Lay out the stretch of the data below from the line containing "For the benchmark card, identify each instance of the poster" through the line containing "(280, 1022)", both included, as a Markdown table with the columns Row and Text. Give each line its own numbered row and omit any blank lines.

◆ ◆ ◆ ◆ ◆ ◆ ◆

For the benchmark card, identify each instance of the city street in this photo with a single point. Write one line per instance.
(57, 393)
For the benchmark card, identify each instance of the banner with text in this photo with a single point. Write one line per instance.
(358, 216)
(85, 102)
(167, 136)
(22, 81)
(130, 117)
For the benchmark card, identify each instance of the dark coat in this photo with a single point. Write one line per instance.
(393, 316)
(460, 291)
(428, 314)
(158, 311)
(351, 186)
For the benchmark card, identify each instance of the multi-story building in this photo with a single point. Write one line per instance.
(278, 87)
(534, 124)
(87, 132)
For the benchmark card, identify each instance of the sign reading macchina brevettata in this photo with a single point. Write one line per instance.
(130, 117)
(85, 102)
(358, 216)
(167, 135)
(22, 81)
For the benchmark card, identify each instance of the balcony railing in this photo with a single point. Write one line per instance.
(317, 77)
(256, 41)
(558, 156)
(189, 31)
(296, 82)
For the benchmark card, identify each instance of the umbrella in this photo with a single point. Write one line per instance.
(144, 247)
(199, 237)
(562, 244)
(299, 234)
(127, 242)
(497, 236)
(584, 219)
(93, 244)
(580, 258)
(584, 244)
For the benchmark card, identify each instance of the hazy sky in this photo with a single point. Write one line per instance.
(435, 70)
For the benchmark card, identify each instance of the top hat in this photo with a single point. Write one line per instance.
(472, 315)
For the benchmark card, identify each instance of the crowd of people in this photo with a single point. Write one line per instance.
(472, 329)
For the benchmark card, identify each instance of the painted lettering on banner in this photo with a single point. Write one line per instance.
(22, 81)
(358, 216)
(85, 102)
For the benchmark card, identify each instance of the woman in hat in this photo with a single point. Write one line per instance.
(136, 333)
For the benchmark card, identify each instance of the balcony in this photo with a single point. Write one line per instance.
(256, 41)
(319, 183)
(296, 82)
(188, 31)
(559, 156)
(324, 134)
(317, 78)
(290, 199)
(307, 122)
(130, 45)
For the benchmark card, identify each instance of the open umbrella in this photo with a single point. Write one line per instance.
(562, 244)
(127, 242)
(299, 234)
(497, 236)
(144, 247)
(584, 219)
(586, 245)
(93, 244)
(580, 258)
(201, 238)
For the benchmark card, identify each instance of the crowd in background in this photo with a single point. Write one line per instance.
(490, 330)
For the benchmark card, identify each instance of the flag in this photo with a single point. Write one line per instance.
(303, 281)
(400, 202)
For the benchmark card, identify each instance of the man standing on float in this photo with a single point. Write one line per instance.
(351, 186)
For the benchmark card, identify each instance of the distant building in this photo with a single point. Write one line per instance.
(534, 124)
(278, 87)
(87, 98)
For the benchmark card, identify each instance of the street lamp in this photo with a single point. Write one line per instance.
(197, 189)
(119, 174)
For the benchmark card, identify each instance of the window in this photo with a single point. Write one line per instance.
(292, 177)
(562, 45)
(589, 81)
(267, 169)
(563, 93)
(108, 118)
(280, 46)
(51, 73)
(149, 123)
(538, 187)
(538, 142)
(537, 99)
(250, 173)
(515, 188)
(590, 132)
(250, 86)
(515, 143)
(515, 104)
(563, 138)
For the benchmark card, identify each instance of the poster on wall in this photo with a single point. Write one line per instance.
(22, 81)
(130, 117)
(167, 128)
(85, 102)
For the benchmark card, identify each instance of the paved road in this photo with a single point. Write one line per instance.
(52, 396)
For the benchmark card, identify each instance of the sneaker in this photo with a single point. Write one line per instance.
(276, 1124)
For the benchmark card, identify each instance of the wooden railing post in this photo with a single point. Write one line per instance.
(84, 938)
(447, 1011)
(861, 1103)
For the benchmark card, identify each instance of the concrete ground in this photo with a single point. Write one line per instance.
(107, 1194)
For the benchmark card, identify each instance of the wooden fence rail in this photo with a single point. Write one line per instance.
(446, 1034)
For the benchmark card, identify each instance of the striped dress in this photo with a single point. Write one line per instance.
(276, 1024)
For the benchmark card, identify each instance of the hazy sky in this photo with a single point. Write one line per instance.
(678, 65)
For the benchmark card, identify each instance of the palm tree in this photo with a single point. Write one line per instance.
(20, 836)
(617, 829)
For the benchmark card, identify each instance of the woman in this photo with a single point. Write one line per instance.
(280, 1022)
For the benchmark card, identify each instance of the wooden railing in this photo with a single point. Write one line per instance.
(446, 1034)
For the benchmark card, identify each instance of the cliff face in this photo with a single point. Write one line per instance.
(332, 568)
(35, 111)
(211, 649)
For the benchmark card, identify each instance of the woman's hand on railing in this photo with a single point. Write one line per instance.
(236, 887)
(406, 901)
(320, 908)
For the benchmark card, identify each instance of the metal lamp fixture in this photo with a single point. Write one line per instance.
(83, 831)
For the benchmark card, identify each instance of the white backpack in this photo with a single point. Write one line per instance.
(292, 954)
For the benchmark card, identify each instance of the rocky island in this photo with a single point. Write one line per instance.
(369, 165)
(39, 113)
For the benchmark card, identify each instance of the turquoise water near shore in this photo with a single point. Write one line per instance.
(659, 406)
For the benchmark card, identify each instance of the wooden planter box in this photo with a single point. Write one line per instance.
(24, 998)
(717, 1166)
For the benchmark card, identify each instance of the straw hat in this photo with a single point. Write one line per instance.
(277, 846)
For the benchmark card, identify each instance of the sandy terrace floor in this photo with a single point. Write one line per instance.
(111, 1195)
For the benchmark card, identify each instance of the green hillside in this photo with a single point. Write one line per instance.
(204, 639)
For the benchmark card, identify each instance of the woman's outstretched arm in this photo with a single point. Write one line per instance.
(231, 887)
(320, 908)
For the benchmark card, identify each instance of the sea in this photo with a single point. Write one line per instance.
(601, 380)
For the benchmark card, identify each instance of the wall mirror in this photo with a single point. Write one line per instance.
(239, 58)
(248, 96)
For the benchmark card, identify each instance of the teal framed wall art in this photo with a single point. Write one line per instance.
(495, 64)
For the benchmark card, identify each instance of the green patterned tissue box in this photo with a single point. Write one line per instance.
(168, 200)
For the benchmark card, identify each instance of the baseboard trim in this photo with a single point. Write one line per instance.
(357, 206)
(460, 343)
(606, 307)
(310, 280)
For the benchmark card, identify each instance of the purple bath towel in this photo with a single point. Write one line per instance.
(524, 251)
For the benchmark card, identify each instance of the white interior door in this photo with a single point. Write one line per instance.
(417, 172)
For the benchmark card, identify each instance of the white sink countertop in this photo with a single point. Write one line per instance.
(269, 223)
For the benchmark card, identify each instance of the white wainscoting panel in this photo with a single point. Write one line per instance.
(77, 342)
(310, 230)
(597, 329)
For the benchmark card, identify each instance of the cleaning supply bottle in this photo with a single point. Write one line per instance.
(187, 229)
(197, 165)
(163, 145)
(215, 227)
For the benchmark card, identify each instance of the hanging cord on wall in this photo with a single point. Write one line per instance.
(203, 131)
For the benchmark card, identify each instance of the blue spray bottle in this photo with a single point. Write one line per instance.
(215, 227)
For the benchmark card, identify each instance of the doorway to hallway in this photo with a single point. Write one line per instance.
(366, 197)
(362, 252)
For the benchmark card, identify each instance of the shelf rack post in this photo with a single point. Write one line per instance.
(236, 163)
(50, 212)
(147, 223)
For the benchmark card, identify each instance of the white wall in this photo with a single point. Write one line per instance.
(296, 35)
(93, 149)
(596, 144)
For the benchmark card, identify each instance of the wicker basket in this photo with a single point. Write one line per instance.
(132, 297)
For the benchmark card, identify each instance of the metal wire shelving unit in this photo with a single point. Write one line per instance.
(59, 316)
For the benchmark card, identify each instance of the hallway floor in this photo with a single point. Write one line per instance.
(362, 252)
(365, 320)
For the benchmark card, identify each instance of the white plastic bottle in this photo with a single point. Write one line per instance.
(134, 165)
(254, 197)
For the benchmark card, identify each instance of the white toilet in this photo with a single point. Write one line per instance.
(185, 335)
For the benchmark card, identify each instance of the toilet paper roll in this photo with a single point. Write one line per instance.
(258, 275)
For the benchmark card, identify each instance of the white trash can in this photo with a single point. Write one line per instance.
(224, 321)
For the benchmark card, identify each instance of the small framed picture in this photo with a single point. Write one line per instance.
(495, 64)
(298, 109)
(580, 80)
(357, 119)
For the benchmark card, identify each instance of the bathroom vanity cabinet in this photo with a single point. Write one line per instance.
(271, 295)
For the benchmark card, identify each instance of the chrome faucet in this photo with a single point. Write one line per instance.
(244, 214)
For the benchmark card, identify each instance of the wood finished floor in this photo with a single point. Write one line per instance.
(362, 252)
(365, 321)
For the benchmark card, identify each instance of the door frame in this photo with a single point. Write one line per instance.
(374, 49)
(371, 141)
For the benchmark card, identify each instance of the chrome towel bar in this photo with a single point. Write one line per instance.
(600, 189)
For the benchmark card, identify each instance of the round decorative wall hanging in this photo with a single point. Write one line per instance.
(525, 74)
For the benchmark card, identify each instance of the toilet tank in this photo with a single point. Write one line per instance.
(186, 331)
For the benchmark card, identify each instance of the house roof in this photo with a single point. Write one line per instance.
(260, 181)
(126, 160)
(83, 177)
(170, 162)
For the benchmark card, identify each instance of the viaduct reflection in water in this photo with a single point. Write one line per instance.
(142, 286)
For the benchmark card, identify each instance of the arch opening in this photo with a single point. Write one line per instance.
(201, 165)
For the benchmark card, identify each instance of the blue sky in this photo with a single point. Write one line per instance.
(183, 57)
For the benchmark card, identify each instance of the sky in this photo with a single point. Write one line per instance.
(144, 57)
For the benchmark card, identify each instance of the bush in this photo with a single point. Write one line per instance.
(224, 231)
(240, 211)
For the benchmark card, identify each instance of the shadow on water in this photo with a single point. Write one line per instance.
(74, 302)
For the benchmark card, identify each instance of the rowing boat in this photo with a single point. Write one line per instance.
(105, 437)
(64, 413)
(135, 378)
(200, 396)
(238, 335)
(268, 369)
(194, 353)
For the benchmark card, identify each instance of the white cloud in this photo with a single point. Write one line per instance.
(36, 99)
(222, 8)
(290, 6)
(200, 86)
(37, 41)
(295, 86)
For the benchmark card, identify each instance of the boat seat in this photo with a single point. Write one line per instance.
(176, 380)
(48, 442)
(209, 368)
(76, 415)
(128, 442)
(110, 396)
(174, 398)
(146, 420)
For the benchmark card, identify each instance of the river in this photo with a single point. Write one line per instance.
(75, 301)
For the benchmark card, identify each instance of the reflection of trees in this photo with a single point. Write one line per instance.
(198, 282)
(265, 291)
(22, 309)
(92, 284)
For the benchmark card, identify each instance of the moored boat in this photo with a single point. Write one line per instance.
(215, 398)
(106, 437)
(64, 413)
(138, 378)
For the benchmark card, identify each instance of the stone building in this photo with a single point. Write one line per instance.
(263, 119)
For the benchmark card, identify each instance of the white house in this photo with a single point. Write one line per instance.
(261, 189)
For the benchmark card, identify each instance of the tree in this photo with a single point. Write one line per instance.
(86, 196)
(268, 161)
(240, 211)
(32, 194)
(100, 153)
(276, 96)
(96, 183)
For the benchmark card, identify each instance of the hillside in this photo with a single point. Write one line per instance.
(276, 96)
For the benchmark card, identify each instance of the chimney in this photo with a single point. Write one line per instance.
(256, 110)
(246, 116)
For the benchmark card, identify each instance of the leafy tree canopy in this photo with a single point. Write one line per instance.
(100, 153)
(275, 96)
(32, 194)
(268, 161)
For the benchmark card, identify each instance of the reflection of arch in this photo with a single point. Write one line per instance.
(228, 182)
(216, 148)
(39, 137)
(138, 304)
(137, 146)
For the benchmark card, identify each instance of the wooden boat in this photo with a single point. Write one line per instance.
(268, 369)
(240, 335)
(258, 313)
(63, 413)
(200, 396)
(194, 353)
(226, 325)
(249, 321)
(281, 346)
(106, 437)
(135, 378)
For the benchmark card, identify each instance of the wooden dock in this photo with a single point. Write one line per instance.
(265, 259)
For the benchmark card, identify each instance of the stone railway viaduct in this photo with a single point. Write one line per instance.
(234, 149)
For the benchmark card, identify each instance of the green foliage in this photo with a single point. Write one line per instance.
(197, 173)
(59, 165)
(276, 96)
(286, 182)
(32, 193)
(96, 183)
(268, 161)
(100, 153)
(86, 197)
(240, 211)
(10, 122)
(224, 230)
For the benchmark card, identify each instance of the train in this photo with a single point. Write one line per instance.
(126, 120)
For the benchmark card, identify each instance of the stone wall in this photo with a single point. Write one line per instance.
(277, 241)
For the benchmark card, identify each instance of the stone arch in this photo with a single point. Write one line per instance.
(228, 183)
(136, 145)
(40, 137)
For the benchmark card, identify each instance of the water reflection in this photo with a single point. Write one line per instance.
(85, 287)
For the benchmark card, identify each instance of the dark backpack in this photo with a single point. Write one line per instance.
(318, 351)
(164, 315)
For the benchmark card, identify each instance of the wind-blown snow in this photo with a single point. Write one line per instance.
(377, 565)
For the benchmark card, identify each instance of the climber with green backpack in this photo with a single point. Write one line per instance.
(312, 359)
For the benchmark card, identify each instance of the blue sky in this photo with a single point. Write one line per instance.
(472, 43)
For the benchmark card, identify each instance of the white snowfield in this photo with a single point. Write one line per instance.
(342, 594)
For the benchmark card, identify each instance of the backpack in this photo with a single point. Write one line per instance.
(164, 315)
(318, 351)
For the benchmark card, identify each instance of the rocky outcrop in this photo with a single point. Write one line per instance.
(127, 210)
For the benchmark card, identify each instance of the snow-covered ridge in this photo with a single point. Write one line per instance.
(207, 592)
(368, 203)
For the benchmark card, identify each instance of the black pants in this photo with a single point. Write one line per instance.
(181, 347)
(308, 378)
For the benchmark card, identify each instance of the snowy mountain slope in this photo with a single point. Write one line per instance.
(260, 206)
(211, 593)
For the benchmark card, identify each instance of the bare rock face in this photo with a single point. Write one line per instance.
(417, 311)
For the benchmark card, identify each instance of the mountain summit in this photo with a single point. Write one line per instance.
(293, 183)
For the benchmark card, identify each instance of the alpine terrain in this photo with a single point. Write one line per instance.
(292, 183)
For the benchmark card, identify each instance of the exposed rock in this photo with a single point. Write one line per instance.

◆ ◆ ◆ ◆ ◆ ◆ ◆

**Response to this exercise:**
| Row | Text |
|---|---|
| 1 | For the benchmark card, identify each instance of the poster on wall in this photo with a single point. Write one line per instance. |
| 2 | (22, 81) |
| 3 | (130, 117) |
| 4 | (167, 128) |
| 5 | (85, 102) |
| 6 | For the benchmark card, identify each instance of the paved road in this photo with a single point. Write one line per instance. |
| 7 | (52, 396) |
| 8 | For the benchmark card, identify each instance of the sneaker in this photo with a single point. Write one line per instance. |
| 9 | (276, 1124) |
| 10 | For the benchmark card, identify each instance of the wooden railing post in this photo with a single point. Write one line per instance. |
| 11 | (84, 938) |
| 12 | (447, 1011) |
| 13 | (861, 1103) |
| 14 | For the benchmark card, identify each instance of the concrete ground in this photo with a single point. Write one line per instance. |
| 15 | (107, 1194) |
| 16 | For the benchmark card, identify each instance of the wooden fence rail in this photo with a single point. Write one line per instance. |
| 17 | (446, 1034) |
| 18 | For the benchmark card, identify each instance of the striped dress in this photo with a single point. Write one line per instance. |
| 19 | (276, 1024) |
| 20 | For the benchmark card, identify each instance of the hazy sky in this photo with a single point. Write one line per instance. |
| 21 | (678, 65) |
| 22 | For the benchmark card, identify each instance of the palm tree in this photo with a single point. Write one line per instance. |
| 23 | (20, 836) |
| 24 | (617, 829) |
| 25 | For the benchmark card, identify each instance of the woman in this photo with a single point. Write one line per instance. |
| 26 | (280, 1022) |